SOURCE PASSAGE:
════════════════════

Data Architecture¶

Note

AI Context

This page describes VoIPBIN’s data layer: shared MySQL database (schema organization, common table patterns, migrations via Alembic), Redis cache (cache-aside pattern, key naming, TTL strategies), and session management. Relevant when an AI agent needs to understand database schema conventions, caching strategies, data consistency models, or backup/recovery procedures.

VoIPBIN uses a shared data layer with MySQL for persistent storage and Redis for caching and session management. This architecture provides consistency across services while enabling high-performance data access.

Data Layer Overview¶

VoIPBIN’s data architecture consists of three layers:

Data Architecture:

+---------------------------------------------------------+
|                   Application Layer                     |
|            (34 Microservices)                           |
+--------------------+-------------------+----------------+
                     |                   |
                     |                   |
     +---------------v------+   +--------v-----------+
     |                      |   |                    |
     |   Redis Cache        |   |   MySQL Database   |
     |   (Hot Data)         |   |   (Persistent)     |
     |                      |   |                    |
     |  o Sessions          |   |  o All entities    |
     |  o Frequently read   |   |  o Relationships   |
     |  o Temporary data    |   |  o Audit logs      |
     |                      |   |                    |
     +----------------------+   +--------------------+

     Cache-Aside Pattern:
     1. Check cache first
     2. If miss, query database
     3. Store in cache for next time

MySQL Database¶

VoIPBIN uses a single shared MySQL database accessed by all services.

════════════════════

SUPPLIED ENTRIES:

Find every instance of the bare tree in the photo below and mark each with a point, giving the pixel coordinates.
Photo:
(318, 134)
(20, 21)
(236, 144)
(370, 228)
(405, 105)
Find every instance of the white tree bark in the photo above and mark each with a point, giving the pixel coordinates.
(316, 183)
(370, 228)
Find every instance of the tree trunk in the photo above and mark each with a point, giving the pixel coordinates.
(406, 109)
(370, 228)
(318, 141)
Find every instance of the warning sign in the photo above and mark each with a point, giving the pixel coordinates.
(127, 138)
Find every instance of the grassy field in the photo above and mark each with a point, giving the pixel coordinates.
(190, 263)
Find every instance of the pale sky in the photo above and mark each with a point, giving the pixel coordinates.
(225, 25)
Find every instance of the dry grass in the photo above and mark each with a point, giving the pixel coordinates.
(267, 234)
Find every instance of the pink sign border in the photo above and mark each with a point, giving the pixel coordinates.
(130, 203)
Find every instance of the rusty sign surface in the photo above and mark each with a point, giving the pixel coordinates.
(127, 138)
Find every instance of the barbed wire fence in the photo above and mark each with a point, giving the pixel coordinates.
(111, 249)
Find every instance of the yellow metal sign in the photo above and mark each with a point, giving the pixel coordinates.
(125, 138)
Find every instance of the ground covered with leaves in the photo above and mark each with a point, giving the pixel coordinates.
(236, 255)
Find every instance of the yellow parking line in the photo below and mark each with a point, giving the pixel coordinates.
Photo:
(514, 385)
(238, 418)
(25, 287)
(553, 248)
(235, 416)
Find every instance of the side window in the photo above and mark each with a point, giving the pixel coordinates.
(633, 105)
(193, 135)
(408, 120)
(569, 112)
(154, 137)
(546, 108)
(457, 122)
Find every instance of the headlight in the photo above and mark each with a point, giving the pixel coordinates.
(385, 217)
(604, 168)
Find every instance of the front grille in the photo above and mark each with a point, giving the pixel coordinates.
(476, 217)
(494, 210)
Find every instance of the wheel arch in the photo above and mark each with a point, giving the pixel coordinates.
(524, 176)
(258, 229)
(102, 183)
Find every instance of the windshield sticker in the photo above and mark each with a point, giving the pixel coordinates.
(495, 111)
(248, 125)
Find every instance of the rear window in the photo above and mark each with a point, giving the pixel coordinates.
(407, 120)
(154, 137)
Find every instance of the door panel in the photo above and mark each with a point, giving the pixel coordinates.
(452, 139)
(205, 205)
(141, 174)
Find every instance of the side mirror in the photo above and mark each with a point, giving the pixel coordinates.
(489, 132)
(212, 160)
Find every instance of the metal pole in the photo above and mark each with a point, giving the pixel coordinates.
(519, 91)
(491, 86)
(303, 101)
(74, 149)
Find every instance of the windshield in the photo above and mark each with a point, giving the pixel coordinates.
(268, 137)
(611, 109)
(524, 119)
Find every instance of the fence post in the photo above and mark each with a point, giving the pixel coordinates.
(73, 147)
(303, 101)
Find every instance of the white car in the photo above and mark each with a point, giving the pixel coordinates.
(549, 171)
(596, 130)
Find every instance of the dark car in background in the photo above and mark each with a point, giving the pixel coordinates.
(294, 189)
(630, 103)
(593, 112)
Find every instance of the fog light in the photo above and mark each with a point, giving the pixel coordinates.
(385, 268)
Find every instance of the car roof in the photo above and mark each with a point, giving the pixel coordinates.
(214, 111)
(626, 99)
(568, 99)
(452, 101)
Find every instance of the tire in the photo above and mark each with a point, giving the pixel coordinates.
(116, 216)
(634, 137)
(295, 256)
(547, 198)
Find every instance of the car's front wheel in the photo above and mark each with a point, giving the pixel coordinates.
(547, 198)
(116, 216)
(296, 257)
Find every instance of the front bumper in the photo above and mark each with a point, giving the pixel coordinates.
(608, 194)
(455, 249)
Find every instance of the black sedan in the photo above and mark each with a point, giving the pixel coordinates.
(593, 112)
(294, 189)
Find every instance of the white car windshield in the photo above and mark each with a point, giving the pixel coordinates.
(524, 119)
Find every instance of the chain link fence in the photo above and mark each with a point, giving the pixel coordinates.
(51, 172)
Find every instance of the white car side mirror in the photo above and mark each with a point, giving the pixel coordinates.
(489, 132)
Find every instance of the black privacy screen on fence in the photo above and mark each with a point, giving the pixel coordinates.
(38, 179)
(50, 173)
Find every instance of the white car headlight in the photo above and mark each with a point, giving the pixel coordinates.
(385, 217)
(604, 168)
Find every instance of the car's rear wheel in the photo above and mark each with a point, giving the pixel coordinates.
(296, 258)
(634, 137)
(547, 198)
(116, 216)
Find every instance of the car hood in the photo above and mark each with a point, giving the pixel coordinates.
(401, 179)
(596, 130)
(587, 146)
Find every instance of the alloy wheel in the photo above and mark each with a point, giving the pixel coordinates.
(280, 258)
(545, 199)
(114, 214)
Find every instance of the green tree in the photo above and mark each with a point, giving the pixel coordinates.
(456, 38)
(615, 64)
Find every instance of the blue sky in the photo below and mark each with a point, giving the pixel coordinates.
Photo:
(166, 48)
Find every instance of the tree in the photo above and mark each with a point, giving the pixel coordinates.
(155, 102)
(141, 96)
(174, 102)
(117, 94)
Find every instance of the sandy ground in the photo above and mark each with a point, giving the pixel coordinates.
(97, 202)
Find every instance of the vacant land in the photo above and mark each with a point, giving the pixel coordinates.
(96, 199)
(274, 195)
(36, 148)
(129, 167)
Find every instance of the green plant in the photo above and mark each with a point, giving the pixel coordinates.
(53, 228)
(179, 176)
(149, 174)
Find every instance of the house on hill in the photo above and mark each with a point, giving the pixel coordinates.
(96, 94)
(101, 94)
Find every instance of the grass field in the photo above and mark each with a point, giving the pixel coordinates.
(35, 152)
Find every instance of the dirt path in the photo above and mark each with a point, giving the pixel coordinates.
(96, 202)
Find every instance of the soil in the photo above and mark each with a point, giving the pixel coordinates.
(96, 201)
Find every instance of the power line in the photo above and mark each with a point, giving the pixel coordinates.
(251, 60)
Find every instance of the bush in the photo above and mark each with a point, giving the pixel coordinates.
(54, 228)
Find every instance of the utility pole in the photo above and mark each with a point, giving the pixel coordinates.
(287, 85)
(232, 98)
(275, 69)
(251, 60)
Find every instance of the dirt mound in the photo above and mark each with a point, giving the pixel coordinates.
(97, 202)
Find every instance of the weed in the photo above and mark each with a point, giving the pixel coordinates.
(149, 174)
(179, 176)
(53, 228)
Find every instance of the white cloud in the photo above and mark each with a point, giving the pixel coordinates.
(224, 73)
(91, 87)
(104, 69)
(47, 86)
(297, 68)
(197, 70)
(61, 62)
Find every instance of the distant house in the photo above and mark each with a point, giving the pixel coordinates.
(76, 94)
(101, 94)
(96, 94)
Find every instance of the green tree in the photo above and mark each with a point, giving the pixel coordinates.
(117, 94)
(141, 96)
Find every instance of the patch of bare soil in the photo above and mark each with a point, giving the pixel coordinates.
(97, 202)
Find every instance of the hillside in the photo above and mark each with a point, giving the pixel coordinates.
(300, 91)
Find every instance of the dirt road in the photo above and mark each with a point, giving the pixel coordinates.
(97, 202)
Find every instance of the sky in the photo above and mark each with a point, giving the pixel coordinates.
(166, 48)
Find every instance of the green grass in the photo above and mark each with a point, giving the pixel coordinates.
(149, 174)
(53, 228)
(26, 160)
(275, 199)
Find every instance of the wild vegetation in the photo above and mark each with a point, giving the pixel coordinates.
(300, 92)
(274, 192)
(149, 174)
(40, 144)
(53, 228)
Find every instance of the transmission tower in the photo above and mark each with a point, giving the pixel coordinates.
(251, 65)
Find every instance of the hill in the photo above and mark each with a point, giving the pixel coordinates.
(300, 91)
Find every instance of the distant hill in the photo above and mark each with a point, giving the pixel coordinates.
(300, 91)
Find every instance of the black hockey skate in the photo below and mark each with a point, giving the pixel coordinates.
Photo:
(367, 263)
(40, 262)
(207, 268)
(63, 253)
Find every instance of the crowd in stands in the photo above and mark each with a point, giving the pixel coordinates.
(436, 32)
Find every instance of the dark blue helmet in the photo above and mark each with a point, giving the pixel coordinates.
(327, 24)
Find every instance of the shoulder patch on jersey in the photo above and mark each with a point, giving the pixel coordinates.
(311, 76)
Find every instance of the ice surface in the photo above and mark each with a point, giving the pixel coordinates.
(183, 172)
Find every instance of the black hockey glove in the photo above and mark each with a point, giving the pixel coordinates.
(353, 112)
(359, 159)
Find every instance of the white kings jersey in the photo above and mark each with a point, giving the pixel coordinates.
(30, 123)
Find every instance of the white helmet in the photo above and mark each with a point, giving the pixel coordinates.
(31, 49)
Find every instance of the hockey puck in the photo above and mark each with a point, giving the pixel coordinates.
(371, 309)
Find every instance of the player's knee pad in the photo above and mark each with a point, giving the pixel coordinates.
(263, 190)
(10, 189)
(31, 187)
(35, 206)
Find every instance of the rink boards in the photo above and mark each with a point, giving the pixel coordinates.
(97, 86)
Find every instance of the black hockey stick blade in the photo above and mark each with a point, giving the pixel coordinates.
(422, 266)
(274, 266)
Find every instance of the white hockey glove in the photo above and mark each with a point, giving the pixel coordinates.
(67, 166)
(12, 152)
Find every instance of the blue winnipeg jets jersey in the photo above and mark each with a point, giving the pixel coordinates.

════════════════════

WORK TO DO:
**1.** Answer these questions from the data architecture page:
(a) Which database does VoIPBIN use for persistent storage?
(b) How many microservices does the diagram show in the application layer?
(c) In the cache-aside pattern, what happens if the cache check is a miss?
**2.** Write out the passage of the data architecture page starting at "This page describes" and ending at "high-performance data access.".
The items have nothing to do with the data architecture page.

ANSWERS TO THE PROBLEMS:
**1.**
(a) MySQL.
(b) 34.
(c) The database is queried.

**2.**
This page describes VoIPBIN’s data layer: shared MySQL database (schema organization, common table patterns, migrations via Alembic), Redis cache (cache-aside pattern, key naming, TTL strategies), and session management. Relevant when an AI agent needs to understand database schema conventions, caching strategies, data consistency models, or backup/recovery procedures.

VoIPBIN uses a shared data layer with MySQL for persistent storage and Redis for caching and session management. This architecture provides consistency across services while enabling high-performance data access.